§ **Exercise task**:
Print every line of the records below verbatim, with no changes.

§ **Dataset records**:
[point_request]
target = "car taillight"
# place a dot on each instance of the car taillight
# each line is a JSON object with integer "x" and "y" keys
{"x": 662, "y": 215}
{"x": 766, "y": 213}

§ **Answer to this problem**:
[point_request]
target = "car taillight"
# place a dot on each instance of the car taillight
# each line is a JSON object with integer "x" and "y" keys
{"x": 662, "y": 215}
{"x": 766, "y": 213}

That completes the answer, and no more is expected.